(Task instructions) Exact copies of all the entries are required, and no pictures should appear in them.

Stored items
BEGIN

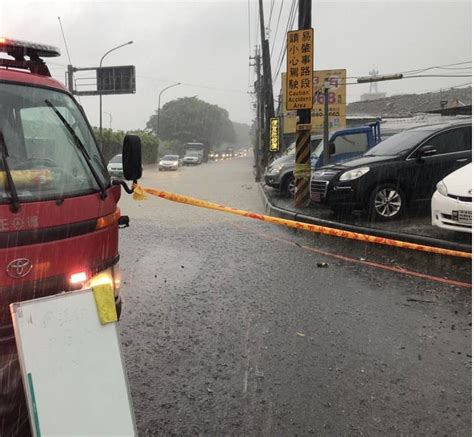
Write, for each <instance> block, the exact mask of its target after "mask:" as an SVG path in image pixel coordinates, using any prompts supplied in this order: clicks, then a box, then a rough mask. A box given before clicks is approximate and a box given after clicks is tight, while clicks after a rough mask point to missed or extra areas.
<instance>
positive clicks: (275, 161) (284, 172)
mask: <svg viewBox="0 0 474 437" xmlns="http://www.w3.org/2000/svg"><path fill="white" fill-rule="evenodd" d="M322 138H323V137H322V135H311V152H314V151H315V149H316V147H317V146H318V145H319V143H320V142H321V140H322ZM295 148H296V143H292V144H291V145H290V147H288V149H286V150H285V152H284V154H283V156H282V157H281V158H278V159H276V160H275V161H273V162H272V163H271V164H270V165H269V166H268V167H267V169H266V170H265V175H264V177H265V183H266V184H267V185H268V186H270V187H273V188H276V189H278V190H280V192H281V194H283V195H284V196H287V197H293V196H294V195H295V177H294V174H293V172H294V170H295Z"/></svg>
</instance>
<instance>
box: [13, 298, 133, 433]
mask: <svg viewBox="0 0 474 437" xmlns="http://www.w3.org/2000/svg"><path fill="white" fill-rule="evenodd" d="M10 310H11V314H12V319H13V326H14V329H15V337H16V342H17V349H18V356H19V360H20V366H21V370H22V377H23V383H24V387H25V393H26V397H27V403H28V409H29V412H30V420H31V428H32V430H33V433H34V435H35V437H45V436H53V435H54V436H58V435H61V436H70V435H74V436H116V437H118V436H135V435H137V432H136V426H135V417H134V413H133V407H132V400H131V396H130V390H129V387H128V381H127V375H126V371H125V366H124V363H123V358H122V350H121V346H120V338H119V334H118V330H117V323H107V324H105V325H103V324H101V322H100V320H99V317H98V307H97V306H96V302H95V299H94V293H93V292H92V291H91V290H84V291H76V292H71V293H63V294H59V295H55V296H50V297H45V298H41V299H35V300H30V301H26V302H20V303H15V304H11V305H10Z"/></svg>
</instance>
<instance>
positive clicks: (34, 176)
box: [0, 38, 142, 435]
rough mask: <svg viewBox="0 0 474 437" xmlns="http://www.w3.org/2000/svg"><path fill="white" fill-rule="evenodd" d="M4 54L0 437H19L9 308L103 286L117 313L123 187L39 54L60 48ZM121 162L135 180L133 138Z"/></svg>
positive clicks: (21, 390)
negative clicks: (73, 290) (91, 288)
mask: <svg viewBox="0 0 474 437" xmlns="http://www.w3.org/2000/svg"><path fill="white" fill-rule="evenodd" d="M0 53H2V56H0V435H16V434H19V435H23V434H22V431H21V430H22V429H23V428H22V426H23V425H24V426H26V428H27V427H28V424H27V420H28V419H27V414H26V413H24V412H22V411H21V404H22V403H23V391H22V390H23V389H22V385H21V380H20V377H19V371H18V361H17V358H16V349H15V343H14V337H13V329H12V324H11V316H10V311H9V304H10V303H12V302H19V301H24V300H29V299H34V298H39V297H42V296H47V295H51V294H56V293H59V292H63V291H70V290H76V289H81V288H83V287H89V286H92V285H94V284H95V283H98V282H101V283H103V282H109V283H110V284H111V285H112V286H113V288H114V290H115V299H116V306H117V309H118V312H120V309H121V300H120V294H119V288H120V279H119V272H118V261H119V252H118V229H119V225H120V224H123V225H126V224H127V218H126V217H121V216H120V211H119V209H118V208H117V203H118V201H119V199H120V193H121V188H120V186H119V184H122V185H125V182H123V181H119V183H117V181H114V183H113V182H112V181H111V179H110V177H109V174H108V172H107V168H106V164H105V162H104V159H103V157H102V155H101V153H100V150H99V147H98V144H97V141H96V139H95V138H94V135H93V133H92V129H91V127H90V125H89V123H88V121H87V118H86V116H85V114H84V111H83V110H82V108H81V106H80V105H79V104H78V103H77V102H76V101H75V99H74V98H73V96H72V95H71V94H70V93H69V91H68V90H67V89H66V88H65V87H64V86H63V85H62V84H61V83H59V82H58V81H56V80H54V79H53V78H51V75H50V73H49V70H48V67H47V65H46V64H45V62H44V61H43V58H47V57H54V56H59V51H58V50H57V49H56V48H54V47H51V46H45V45H40V44H34V43H28V42H23V41H16V40H11V39H7V38H0ZM123 165H124V174H125V178H126V179H129V180H136V179H138V178H139V177H140V176H141V171H142V167H141V146H140V141H139V138H138V137H133V136H129V137H128V138H126V141H125V142H124V150H123ZM125 187H126V185H125ZM19 408H20V409H19ZM22 418H26V424H25V423H24V424H23V425H22V423H20V422H22V420H23V419H22Z"/></svg>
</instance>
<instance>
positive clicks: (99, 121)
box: [99, 41, 133, 145]
mask: <svg viewBox="0 0 474 437" xmlns="http://www.w3.org/2000/svg"><path fill="white" fill-rule="evenodd" d="M130 44H133V41H129V42H126V43H125V44H121V45H119V46H117V47H114V48H113V49H110V50H109V51H108V52H106V53H105V55H104V56H102V58H100V64H99V68H102V61H103V60H104V58H105V57H106V56H107V55H108V54H109V53H111V52H113V51H115V50H118V49H120V48H121V47H125V46H128V45H130ZM99 102H100V103H99V105H100V109H99V132H100V143H101V145H102V91H100V92H99Z"/></svg>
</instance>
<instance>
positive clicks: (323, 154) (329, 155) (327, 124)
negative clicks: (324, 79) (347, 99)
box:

END

(Completed task)
Write, for each <instance> block, the exact mask of its target after "mask:" as an SVG path in image pixel coordinates, using any prompts supplied in this order: clicks, then a box, then a rough mask. A box given before clicks is approximate and a box given after clicks is tight, while clicks after a rough mask point to missed or extra areas.
<instance>
positive clicks: (275, 161) (284, 172)
mask: <svg viewBox="0 0 474 437" xmlns="http://www.w3.org/2000/svg"><path fill="white" fill-rule="evenodd" d="M322 138H323V137H322V135H311V152H314V151H315V149H316V147H317V146H318V145H319V143H320V142H321V140H322ZM295 148H296V143H292V144H291V145H290V147H288V149H286V150H285V152H284V154H283V156H282V157H281V158H278V159H276V160H275V161H273V162H272V163H271V164H270V165H269V166H268V167H267V169H266V170H265V175H264V177H265V183H266V184H267V185H268V186H270V187H273V188H276V189H278V190H280V192H281V194H283V195H284V196H287V197H293V196H294V195H295V177H294V174H293V172H294V170H295Z"/></svg>
</instance>
<instance>
box: [13, 298, 133, 433]
mask: <svg viewBox="0 0 474 437" xmlns="http://www.w3.org/2000/svg"><path fill="white" fill-rule="evenodd" d="M10 310H11V314H12V319H13V326H14V329H15V337H16V342H17V349H18V356H19V360H20V366H21V370H22V377H23V383H24V387H25V393H26V397H27V403H28V409H29V412H30V420H31V428H32V430H33V433H34V435H35V437H45V436H53V435H54V436H58V435H61V436H70V435H74V436H116V437H118V436H135V435H137V432H136V426H135V417H134V413H133V407H132V400H131V396H130V390H129V387H128V381H127V375H126V371H125V366H124V363H123V358H122V350H121V346H120V338H119V334H118V330H117V323H107V324H105V325H103V324H101V322H100V320H99V317H98V307H97V306H96V302H95V299H94V293H93V292H92V291H91V290H84V291H76V292H71V293H63V294H59V295H55V296H50V297H45V298H41V299H35V300H30V301H26V302H20V303H15V304H11V305H10Z"/></svg>
</instance>
<instance>
positive clicks: (34, 176)
box: [0, 38, 142, 435]
rough mask: <svg viewBox="0 0 474 437" xmlns="http://www.w3.org/2000/svg"><path fill="white" fill-rule="evenodd" d="M4 54L0 437H19L9 308L103 286L117 313L123 187L39 54L60 48ZM121 162L135 180L133 138Z"/></svg>
positive clicks: (21, 390)
negative clicks: (73, 290) (91, 288)
mask: <svg viewBox="0 0 474 437" xmlns="http://www.w3.org/2000/svg"><path fill="white" fill-rule="evenodd" d="M0 53H2V56H0V435H16V434H19V435H23V434H22V431H21V430H22V429H23V428H22V426H23V425H24V426H26V428H27V427H28V424H27V420H28V419H27V414H26V413H24V412H22V411H21V404H22V403H23V391H22V390H23V389H22V385H21V380H20V377H19V371H18V361H17V358H16V349H15V343H14V337H13V329H12V324H11V316H10V311H9V304H10V303H12V302H19V301H24V300H29V299H34V298H39V297H42V296H47V295H51V294H56V293H59V292H63V291H70V290H76V289H81V288H83V287H89V286H92V285H94V284H95V283H98V282H101V283H103V282H109V283H110V284H111V285H112V286H113V288H114V290H115V299H116V306H117V309H118V312H120V309H121V300H120V294H119V288H120V279H119V272H118V261H119V252H118V229H119V225H120V224H123V225H126V224H127V218H126V217H121V216H120V211H119V209H118V208H117V203H118V201H119V199H120V193H121V188H120V186H119V184H122V185H125V182H123V181H119V183H117V181H114V183H113V182H112V181H111V179H110V177H109V174H108V172H107V168H106V164H105V162H104V159H103V157H102V155H101V153H100V150H99V147H98V144H97V141H96V139H95V138H94V135H93V133H92V129H91V127H90V125H89V123H88V121H87V118H86V116H85V114H84V111H83V110H82V108H81V106H80V105H79V104H78V103H77V102H76V101H75V99H74V98H73V96H72V95H71V94H70V93H69V91H68V90H67V89H66V88H65V87H64V86H63V85H62V84H61V83H59V82H58V81H56V80H54V79H53V78H51V75H50V73H49V70H48V67H47V65H46V64H45V62H44V61H43V58H47V57H54V56H59V51H58V50H57V49H56V48H54V47H51V46H45V45H40V44H34V43H28V42H23V41H16V40H11V39H7V38H0ZM123 165H124V174H125V178H126V179H129V180H136V179H138V178H139V177H140V176H141V171H142V167H141V146H140V141H139V138H138V137H133V136H129V137H128V138H126V141H125V142H124V150H123ZM125 187H126V185H125ZM19 408H20V409H19ZM22 418H26V424H25V423H24V424H23V425H22V423H20V422H22V420H23V419H22Z"/></svg>
</instance>
<instance>
positive clicks: (99, 121)
box: [99, 41, 133, 145]
mask: <svg viewBox="0 0 474 437" xmlns="http://www.w3.org/2000/svg"><path fill="white" fill-rule="evenodd" d="M130 44H133V41H129V42H126V43H125V44H121V45H119V46H117V47H114V48H113V49H110V50H109V51H108V52H106V53H105V55H104V56H102V58H100V64H99V68H102V61H103V60H104V58H105V57H106V56H107V55H108V54H109V53H111V52H113V51H115V50H118V49H120V48H121V47H125V46H128V45H130ZM99 102H100V103H99V105H100V109H99V132H100V143H101V145H102V91H100V92H99Z"/></svg>
</instance>
<instance>
positive clicks: (323, 154) (329, 155) (327, 124)
negative clicks: (324, 79) (347, 99)
box:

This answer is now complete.